The perfect storm on pharmaceuticals

The perfect storm on pharmaceuticals

Although pharmaceutical market is by definition anti-cyclical, meaning little influenced by economic cycles given the nature of the good and the needs it satisfies, it nevertheless risks being heavily affected by the contingent economic dynamics dictated by Covid first and by the war in Ukraine later, converging to penalize drugs and Co.

Inflation which has rocketed to unprecedented levels for over 20 years is generating a significant increase in costs (COGS) for Companies. At the same time, public spending, as well as limited by reduced economic growth (i.e.: reduced tax revenue), is necessarily diverted elsewhere, towards energy and related public subsidies, as well as restricted by having to deal with the dizzying post-Covid debt

All in a scenario in which a restrictive trend in public pharmaceutical spending is already underway, especially through drug reimbursement prices (Germany, France, UK, Spain, in its own way also the USA, etc.)

Just as new and more expensive therapies (ATMPs, combinations, extension to earlier lines of treatment) arrive to put pressure on the system

So: increase in costs (COGS) due to inflation but reduction of NHS resources for pharma because public spending, already under restrictions, is needed for something else, while new, more expensive therapies are knocking. The perfect storm.

The inflationary pressure that will increase costs will not turn into an increase in the prices of pharmaceuticals, as instead foreseen by the canonical economic doctrine, because the payer is public, quasi-monopsonist, which, for the reasons set out above, will significantly reduce the willingness-to-pay towards drugs

Therefore, compared to the past and today, there will be a growing significant difficulty in obtaining the same prices and reimbursement for the same demonstrated value, or, in order to obtain a premium price, it will be necessary to demonstrate a high added therapeutic and economic value much more than as required in the past.

Not only for new drugs, the persistence of a double-digit inflation rate, or almost, will impact on the price of drugs already on the market, now pretty stable over time, but on which the companies will pressure for a periodic upward adjustment in alignment with real value otherwise eroded by inflation

An overall scenario, therefore, on new and old drugs, as challenging as never before for HTA and market access, on which future competitiveness between companies will be played out, but which for the entire sector represents a serious risk of slowing down their innovation and patient access to new therapies.
·····
## WHAT YOU SHOULD DO
Answer these questions on the text about pharmaceutical market pressures.
(a) Which countries does the text name as restricting public pharmaceutical spending through drug reimbursement prices?
(b) Which new and more expensive therapies does the text list?
(c) According to the text, why will rising costs from inflation not become higher drug prices?
Rely solely on the text above when responding.
·····
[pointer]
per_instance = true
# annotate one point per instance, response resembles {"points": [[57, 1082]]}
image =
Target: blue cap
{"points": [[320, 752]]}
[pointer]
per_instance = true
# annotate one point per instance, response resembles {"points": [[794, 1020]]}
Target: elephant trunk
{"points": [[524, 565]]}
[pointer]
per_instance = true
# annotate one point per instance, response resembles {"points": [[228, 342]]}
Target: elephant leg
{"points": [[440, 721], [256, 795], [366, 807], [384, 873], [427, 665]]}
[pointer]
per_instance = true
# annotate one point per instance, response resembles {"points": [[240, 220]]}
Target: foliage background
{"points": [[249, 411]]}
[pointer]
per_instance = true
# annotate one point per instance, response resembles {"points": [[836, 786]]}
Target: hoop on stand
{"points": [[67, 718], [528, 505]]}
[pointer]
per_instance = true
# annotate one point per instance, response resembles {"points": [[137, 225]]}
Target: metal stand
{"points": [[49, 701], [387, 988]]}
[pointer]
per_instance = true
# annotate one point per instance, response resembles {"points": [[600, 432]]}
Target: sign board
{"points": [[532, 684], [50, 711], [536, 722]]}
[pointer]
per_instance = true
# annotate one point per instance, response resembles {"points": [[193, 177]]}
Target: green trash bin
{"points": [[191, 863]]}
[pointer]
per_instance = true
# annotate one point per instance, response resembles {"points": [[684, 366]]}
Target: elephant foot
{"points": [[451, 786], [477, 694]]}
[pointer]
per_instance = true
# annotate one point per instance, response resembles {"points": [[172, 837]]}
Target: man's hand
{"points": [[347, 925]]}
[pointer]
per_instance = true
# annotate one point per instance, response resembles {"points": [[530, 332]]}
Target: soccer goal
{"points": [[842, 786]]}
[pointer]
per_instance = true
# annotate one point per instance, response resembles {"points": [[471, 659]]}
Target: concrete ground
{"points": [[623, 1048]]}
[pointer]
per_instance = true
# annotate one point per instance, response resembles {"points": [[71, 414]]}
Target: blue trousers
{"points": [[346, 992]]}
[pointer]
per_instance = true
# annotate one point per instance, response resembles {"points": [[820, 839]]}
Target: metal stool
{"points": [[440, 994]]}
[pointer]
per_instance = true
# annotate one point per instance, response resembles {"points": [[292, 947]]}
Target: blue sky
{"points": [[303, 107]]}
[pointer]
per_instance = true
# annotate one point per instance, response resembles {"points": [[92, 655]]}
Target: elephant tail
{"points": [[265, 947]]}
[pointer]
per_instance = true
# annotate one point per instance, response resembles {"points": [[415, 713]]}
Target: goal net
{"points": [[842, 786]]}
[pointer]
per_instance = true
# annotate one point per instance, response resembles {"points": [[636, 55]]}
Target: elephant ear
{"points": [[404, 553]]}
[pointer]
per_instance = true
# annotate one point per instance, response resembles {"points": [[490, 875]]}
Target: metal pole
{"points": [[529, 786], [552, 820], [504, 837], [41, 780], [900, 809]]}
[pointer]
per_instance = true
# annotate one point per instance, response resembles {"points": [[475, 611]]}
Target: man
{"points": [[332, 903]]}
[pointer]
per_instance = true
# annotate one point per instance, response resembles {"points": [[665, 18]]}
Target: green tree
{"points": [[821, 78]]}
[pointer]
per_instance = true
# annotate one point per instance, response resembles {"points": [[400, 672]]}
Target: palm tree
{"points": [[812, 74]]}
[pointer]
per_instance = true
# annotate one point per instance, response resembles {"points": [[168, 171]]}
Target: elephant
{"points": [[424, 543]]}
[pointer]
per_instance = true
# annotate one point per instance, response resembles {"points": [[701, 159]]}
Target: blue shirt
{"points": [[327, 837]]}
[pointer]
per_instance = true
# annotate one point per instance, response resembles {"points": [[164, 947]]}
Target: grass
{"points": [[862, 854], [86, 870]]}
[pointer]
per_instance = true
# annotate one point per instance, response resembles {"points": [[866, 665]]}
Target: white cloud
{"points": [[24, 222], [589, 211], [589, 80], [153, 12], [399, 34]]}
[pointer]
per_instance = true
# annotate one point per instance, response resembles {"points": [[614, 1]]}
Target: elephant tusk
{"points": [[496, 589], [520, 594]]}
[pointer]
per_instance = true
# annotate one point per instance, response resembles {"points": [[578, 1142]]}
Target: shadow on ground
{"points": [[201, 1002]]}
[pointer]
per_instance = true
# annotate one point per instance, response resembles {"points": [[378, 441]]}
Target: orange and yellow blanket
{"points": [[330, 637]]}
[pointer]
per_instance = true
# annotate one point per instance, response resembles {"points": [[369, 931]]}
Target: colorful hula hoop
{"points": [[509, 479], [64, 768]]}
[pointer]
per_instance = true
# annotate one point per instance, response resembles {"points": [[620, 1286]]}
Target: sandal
·····
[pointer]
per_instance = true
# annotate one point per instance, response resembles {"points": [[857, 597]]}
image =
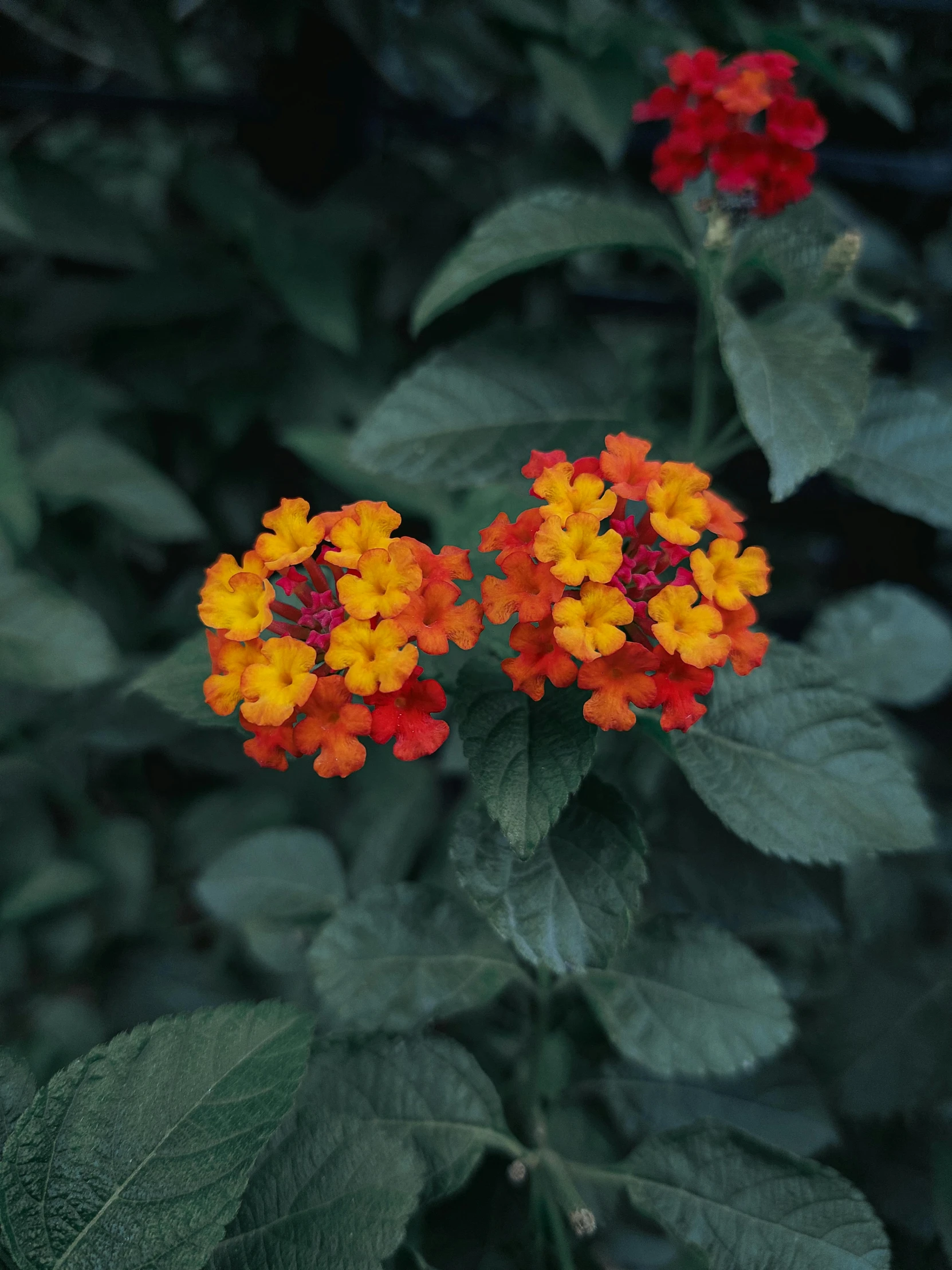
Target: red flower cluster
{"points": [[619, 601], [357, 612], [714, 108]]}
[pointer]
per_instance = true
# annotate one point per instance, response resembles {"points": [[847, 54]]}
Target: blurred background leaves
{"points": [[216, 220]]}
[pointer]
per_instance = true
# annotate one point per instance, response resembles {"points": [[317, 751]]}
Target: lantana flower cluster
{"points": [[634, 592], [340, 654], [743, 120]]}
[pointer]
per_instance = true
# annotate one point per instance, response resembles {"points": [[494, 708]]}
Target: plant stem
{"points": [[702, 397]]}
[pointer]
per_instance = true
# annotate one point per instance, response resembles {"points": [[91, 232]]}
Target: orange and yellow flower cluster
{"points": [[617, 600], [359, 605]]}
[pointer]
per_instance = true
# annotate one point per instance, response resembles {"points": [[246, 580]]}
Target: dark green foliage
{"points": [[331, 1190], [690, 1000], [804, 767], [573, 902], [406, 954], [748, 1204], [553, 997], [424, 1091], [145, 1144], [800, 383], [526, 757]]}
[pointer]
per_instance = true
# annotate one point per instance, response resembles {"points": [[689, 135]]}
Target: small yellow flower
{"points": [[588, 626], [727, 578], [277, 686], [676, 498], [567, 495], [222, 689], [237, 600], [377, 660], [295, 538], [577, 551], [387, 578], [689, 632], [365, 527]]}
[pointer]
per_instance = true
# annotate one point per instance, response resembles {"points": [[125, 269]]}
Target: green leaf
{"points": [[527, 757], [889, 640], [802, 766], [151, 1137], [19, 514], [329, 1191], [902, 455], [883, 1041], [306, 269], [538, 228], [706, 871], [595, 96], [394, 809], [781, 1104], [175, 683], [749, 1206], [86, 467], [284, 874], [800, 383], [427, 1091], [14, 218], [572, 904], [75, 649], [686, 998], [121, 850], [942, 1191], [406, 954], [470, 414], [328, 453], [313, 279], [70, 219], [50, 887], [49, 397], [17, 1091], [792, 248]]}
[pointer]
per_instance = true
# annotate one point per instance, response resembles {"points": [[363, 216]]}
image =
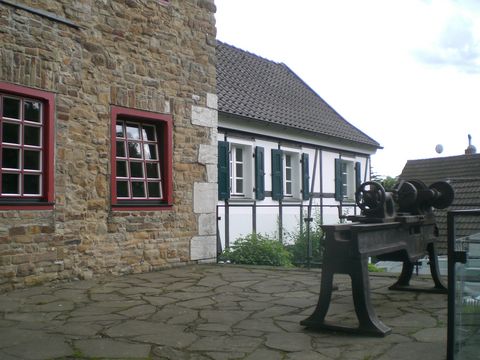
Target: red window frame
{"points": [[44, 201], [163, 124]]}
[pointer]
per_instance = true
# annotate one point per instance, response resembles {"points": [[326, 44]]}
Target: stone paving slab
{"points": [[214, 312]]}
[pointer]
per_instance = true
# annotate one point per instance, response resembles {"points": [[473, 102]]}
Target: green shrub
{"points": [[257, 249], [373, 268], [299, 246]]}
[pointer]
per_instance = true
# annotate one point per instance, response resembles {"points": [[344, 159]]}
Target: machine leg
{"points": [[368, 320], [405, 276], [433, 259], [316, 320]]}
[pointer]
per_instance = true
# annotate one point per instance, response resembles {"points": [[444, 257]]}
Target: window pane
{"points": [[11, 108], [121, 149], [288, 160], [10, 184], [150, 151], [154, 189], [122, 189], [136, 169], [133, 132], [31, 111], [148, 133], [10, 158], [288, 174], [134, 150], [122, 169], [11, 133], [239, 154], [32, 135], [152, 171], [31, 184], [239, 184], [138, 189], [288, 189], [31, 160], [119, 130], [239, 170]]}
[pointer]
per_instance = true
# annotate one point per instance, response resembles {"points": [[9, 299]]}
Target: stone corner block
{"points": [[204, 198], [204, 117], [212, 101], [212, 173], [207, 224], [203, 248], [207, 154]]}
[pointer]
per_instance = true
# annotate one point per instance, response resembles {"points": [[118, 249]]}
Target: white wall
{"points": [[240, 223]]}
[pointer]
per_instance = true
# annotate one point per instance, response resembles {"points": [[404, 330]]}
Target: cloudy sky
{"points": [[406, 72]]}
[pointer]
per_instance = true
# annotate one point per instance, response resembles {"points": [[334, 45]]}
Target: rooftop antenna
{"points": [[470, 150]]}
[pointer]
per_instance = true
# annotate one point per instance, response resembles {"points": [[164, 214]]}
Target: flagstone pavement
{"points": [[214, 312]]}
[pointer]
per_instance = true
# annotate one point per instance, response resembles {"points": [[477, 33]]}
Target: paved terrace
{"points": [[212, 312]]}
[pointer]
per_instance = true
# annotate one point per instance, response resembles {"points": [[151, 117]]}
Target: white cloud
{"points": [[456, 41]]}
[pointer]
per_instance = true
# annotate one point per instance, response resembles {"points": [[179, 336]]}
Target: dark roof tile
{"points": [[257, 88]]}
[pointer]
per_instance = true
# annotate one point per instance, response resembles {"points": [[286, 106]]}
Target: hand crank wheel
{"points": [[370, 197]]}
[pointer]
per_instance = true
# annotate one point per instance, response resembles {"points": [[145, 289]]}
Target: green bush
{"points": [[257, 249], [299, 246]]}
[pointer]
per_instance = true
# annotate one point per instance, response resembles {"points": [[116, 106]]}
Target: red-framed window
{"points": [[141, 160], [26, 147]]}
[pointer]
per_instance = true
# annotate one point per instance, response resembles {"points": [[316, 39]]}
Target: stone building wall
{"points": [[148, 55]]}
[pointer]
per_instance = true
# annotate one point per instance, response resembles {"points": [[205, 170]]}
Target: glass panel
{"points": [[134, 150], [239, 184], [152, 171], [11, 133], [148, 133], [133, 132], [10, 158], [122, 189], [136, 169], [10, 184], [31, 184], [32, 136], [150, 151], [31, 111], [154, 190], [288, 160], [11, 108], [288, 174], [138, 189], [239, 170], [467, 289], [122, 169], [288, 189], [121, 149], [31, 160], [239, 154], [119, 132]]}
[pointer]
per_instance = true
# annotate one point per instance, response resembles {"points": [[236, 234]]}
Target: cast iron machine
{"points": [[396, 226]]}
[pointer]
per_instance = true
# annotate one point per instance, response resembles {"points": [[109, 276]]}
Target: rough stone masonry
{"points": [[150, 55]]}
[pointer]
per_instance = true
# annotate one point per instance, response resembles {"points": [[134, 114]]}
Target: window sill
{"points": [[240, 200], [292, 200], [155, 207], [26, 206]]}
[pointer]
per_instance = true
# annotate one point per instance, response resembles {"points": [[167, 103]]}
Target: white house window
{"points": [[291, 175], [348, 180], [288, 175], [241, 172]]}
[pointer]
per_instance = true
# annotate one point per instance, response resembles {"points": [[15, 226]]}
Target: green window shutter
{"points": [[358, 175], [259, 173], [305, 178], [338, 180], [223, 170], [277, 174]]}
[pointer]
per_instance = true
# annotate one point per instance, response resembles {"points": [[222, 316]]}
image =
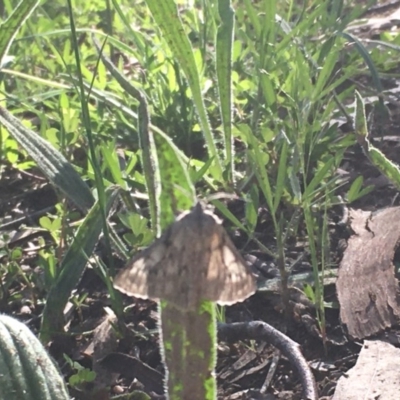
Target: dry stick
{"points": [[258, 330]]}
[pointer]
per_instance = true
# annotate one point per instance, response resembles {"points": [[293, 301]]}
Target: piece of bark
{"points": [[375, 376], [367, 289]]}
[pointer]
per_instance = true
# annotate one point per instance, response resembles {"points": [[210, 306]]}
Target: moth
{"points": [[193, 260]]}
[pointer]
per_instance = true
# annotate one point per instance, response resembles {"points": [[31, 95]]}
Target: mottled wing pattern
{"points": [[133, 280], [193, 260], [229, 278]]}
·····
## THE ANSWER
(a) Germany, France, the UK, Spain and, in its own way, the USA.
(b) ATMPs, combinations, and extension to earlier lines of treatment.
(c) The payer is public and quasi-monopsonist, and it will significantly reduce its willingness to pay for drugs.